Halaman:
Rupiah Terlemah Kedua di Asia, Tapi Harapan Masih Ada!

Hidayat Setiaji, CNBC Indonesia
04 March 2019 12:39
Ada Peluang, Tapi Juga Ada Tantangan Buat Rupiah
Ilustrasi Rupiah dan Dolar AS (CNBC Indonesia/Andrean Kristianto)

Investor kembali bergairah dan masuk ke pasar keuangan Asia setelah tersiar kabar hubungan AS-China yang kembali mesra. Mengutip Wall Street Journal, beberapa sumber di lingkaran dalam pemerintah China mengungkapkan bahwa Beijing bersedia untuk menurunkan bea masuk dan mengurangi hambatan untuk masuknya produk-produk pertanian, farmasi, otomotif, dan lain-lain asal AS.

Selain itu, para sumber tersebut juga menyebutkan bahwa kesepakatan dagang AS-China akan ditandatangani pada 27 Maret. Sebagai bagian dari kesepakatan dagang, China berkomitmen untuk membeli gas alam senilai US$ 18 miliar dari Cheniere Energy yang berbasis di Houston, Texas.

Sikap China ini merupakan ‘balas budi’ terhadap kebijakan AS yang menunda kenaikan tarif bea masuk terhadap importasi produk China senilai US$ 200 miliar dari 10% menjadi 25%. Penundaan ini akan dituangkan dalam peraturan pemerintah yang terbit pada Kamis pekan ini waktu Washington.

“Kenaikan tarif tidak lagi layak untuk diterapkan mengingat perkembangan negosiasi yang berjalan sejak Desember 2018. Tarif akan tetap 10% sampai ada pemberitahuan selanjutnya,” sebut keterangan tertulis kantor Perwakilan Dagang AS, mengutip Reuters.

Data Tersimpan:
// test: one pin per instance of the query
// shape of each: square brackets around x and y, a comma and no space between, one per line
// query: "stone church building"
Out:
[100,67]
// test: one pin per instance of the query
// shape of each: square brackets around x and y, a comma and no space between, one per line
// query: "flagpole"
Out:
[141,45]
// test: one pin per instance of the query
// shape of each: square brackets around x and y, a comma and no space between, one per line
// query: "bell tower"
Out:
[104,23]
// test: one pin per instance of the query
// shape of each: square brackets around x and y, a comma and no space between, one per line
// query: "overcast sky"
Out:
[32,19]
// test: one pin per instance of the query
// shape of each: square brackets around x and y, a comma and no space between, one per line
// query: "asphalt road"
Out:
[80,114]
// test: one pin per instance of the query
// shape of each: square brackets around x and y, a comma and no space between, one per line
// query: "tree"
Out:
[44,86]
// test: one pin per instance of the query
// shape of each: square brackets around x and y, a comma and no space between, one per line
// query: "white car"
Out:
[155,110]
* * *
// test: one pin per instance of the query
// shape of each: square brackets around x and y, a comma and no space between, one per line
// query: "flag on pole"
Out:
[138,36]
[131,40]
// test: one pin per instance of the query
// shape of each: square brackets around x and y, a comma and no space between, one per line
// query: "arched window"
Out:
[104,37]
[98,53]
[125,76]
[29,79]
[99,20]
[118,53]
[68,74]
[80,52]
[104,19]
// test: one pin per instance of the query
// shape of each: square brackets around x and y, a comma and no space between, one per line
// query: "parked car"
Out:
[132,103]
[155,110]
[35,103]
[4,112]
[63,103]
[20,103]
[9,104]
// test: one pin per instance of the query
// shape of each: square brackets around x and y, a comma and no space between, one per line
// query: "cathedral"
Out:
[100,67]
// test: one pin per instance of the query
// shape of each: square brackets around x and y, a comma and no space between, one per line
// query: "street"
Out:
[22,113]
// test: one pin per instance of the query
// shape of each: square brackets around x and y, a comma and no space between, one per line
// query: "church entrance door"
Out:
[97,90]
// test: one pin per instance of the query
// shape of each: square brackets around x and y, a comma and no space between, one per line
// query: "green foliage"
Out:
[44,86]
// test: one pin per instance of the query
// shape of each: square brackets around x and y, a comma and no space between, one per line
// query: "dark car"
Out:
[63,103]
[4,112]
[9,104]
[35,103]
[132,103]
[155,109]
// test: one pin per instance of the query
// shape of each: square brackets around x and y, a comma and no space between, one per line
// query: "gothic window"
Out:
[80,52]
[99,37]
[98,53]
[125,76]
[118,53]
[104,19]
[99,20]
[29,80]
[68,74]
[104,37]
* * *
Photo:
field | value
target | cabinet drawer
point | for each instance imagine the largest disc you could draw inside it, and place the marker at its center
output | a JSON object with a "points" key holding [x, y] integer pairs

Petunjuk Tugas:
(a) Jawablah pertanyaan berikut berdasarkan artikel tentang rupiah:
(i) Media apa yang dikutip mengenai kesediaan Beijing menurunkan bea masuk?
(ii) Berapa nilai gas alam yang berkomitmen dibeli China dari Cheniere Energy?
(iii) Kenaikan tarif bea masuk atas produk China senilai US$ 200 miliar ditunda dari berapa persen menjadi berapa persen?
(b) Tampilkan dengan tepat bagian artikel tentang rupiah mulai dari kata-kata "Selain itu, para" sampai dengan kata-kata "AS, mengutip Reuters.".
Gunakan artikel saja sebagai sumber jawaban.

Penyelesaian Soal:
(a)
(i) Wall Street Journal.
(ii) US$ 18 miliar.
(iii) Dari 10% menjadi 25%.

(b)
Selain itu, para sumber tersebut juga menyebutkan bahwa kesepakatan dagang AS-China akan ditandatangani pada 27 Maret. Sebagai bagian dari kesepakatan dagang, China berkomitmen untuk membeli gas alam senilai US$ 18 miliar dari Cheniere Energy yang berbasis di Houston, Texas.

Sikap China ini merupakan ‘balas budi’ terhadap kebijakan AS yang menunda kenaikan tarif bea masuk terhadap importasi produk China senilai US$ 200 miliar dari 10% menjadi 25%. Penundaan ini akan dituangkan dalam peraturan pemerintah yang terbit pada Kamis pekan ini waktu Washington.

“Kenaikan tarif tidak lagi layak untuk diterapkan mengingat perkembangan negosiasi yang berjalan sejak Desember 2018. Tarif akan tetap 10% sampai ada pemberitahuan selanjutnya,” sebut keterangan tertulis kantor Perwakilan Dagang AS, mengutip Reuters.